TEXTAUSZUG ▸
Entscheidungsstichwort (Thema)
Sozialhilfe. Grundsicherung im Alter und bei Erwerbsminderung. Leistungsausschluss wegen mindestens grob fahrlässiger Herbeiführung der Bedürftigkeit. Verschleuderung von Vermögen
Leitsatz (amtlich)
Wer bei nur sehr geringen eigenen Einnahmen (hier monatliche Altersrente in Höhe von ca. 250 €) für seine laufenden sonstigen Lebenshaltungskosten (ohne Kosten der Unterkunft) den viereinhalbfachen sozialhilferechtlichen Regelbedarf aufwendet, obwohl er ohne weiteres hätte erkennen können, dass unter diesen Umständen das noch vorhandene Vermögen innerhalb weniger Jahre aufgebraucht ist, fällt unter den Ausschlusstatbestand nach § 41 Abs. 4 SGB XII für Leistungen der Grundsicherung im Alter und bei Erwerbsminderung.
Tenor
Die Berufung der Klägerin gegen das Urteil des Sozialgerichts Reutlingen vom 29. April 2014 wird zurückgewiesen.
Außergerichtliche Kosten sind auch für das Berufungsverfahren nicht zu erstatten.
Tatbestand
Zwischen den Beteiligten steht die Gewährung von Leistungen der Grundsicherung im Alter und bei Erwerbsminderung nach dem 4. Kapitel des Sozialgesetzbuches Zwölftes Buch - Sozialhilfe - (SGB XII) im Streit.
Die geborene Klägerin lebt seit 2000 von ihrem Ehemann getrennt. Für ihre Wohnung fallen Unterkunftskosten in Höhe von insgesamt 630,00 € monatlich an. Sie bezieht eine Altersrente in Höhe von monatlich 254,18 € (jetzt aktuell 261,80 €) und ist darüber auch in der Krankenversicherung der Rentner (KVdR) versichert. Zudem erhielt sie ab Oktober 2009 bis einschließlich Dezember 2010 monatliche Zahlungen ihrer Tochter in Höhe von jeweils 800,00 €.
Am 30. September 2009/12. Oktober 2009 (Formularantrag) beantragte die Klägerin beim Beklagten die Gewährung von Leistungen nach dem SGB XII. Mit Bescheid vom 16. April 2010 lehnte der Beklagte den Antrag ab und begründete dies mit übersteigendem Einkommen der Klägerin. Die Klägerin könne mit ihrer Altersrente sowie den monatlichen Zahlungen ihrer Tochter in Höhe von 800,00 € ihren Bedarf decken. Hinzu komme noch das übersteigende Vermögen in Form eines Kraftfahrzeuges.

AUFGABENSTELLUNG 1 ▸ Fassen Sie den Absatz des Urteils, der mit „Am 30. September 2009“ beginnt, als knappe Liste zusammen, ohne seine wesentlichen Angaben zu verlieren.
AUFGABENSTELLUNG 2 ▸ Schreiben Sie aus dem Urteil den Abschnitt wortgetreu ab, der bei den Worten „Wer bei nur“ beginnt und nach den Worten „der Grundsicherung im Alter und bei Erwerbsminderung.“ endet.
Die Daten stammen aus einer anderen Quelle als das Urteil.

DATENAUSZUG ▸
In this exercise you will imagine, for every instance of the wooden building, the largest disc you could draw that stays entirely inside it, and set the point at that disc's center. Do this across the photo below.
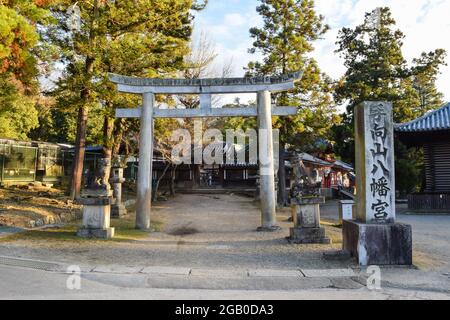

RICHTIGE LÖSUNG 1 ▸
- Antrag der Klägerin beim Beklagten auf Leistungen nach dem SGB XII am 30. September 2009 bzw. 12. Oktober 2009 (Formularantrag)
- Ablehnung des Antrags durch Bescheid vom 16. April 2010
- Begründung: übersteigendes Einkommen, da Altersrente und monatliche Zahlungen der Tochter von 800,00 € den Bedarf decken
- zusätzlich: übersteigendes Vermögen in Form eines Kraftfahrzeuges

RICHTIGE LÖSUNG 2 ▸
Wer bei nur sehr geringen eigenen Einnahmen (hier monatliche Altersrente in Höhe von ca. 250 €) für seine laufenden sonstigen Lebenshaltungskosten (ohne Kosten der Unterkunft) den viereinhalbfachen sozialhilferechtlichen Regelbedarf aufwendet, obwohl er ohne weiteres hätte erkennen können, dass unter diesen Umständen das noch vorhandene Vermögen innerhalb weniger Jahre aufgebraucht ist, fällt unter den Ausschlusstatbestand nach § 41 Abs. 4 SGB XII für Leistungen der Grundsicherung im Alter und bei Erwerbsminderung.